Your objective
Only the lines from the one containing "point: cloudy sky" to the end of the entries should be written out, each exactly as it stands, both ends included.

Data provided
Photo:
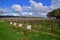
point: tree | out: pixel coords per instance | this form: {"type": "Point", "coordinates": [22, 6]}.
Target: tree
{"type": "Point", "coordinates": [54, 13]}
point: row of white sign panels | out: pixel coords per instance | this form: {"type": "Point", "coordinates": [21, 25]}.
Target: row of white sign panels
{"type": "Point", "coordinates": [20, 25]}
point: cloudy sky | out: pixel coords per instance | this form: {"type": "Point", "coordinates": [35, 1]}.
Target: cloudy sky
{"type": "Point", "coordinates": [38, 8]}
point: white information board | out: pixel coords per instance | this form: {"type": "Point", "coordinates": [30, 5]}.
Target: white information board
{"type": "Point", "coordinates": [15, 24]}
{"type": "Point", "coordinates": [20, 25]}
{"type": "Point", "coordinates": [28, 26]}
{"type": "Point", "coordinates": [11, 23]}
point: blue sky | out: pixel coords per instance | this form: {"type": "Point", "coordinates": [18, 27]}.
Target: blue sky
{"type": "Point", "coordinates": [28, 7]}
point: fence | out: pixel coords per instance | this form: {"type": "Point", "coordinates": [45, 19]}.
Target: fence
{"type": "Point", "coordinates": [49, 25]}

Task response
point: cloudy sky | out: pixel coords per instance | this form: {"type": "Point", "coordinates": [35, 1]}.
Target: cloudy sky
{"type": "Point", "coordinates": [38, 8]}
point: white information board | out: pixel coords per instance | this form: {"type": "Point", "coordinates": [30, 5]}.
Target: white information board
{"type": "Point", "coordinates": [15, 24]}
{"type": "Point", "coordinates": [20, 25]}
{"type": "Point", "coordinates": [28, 26]}
{"type": "Point", "coordinates": [11, 23]}
point: blue sky | out: pixel coords per instance | this form: {"type": "Point", "coordinates": [18, 27]}.
Target: blue sky
{"type": "Point", "coordinates": [28, 7]}
point: fence | out: pixel coords per instance | this form: {"type": "Point", "coordinates": [45, 19]}.
Target: fence
{"type": "Point", "coordinates": [49, 25]}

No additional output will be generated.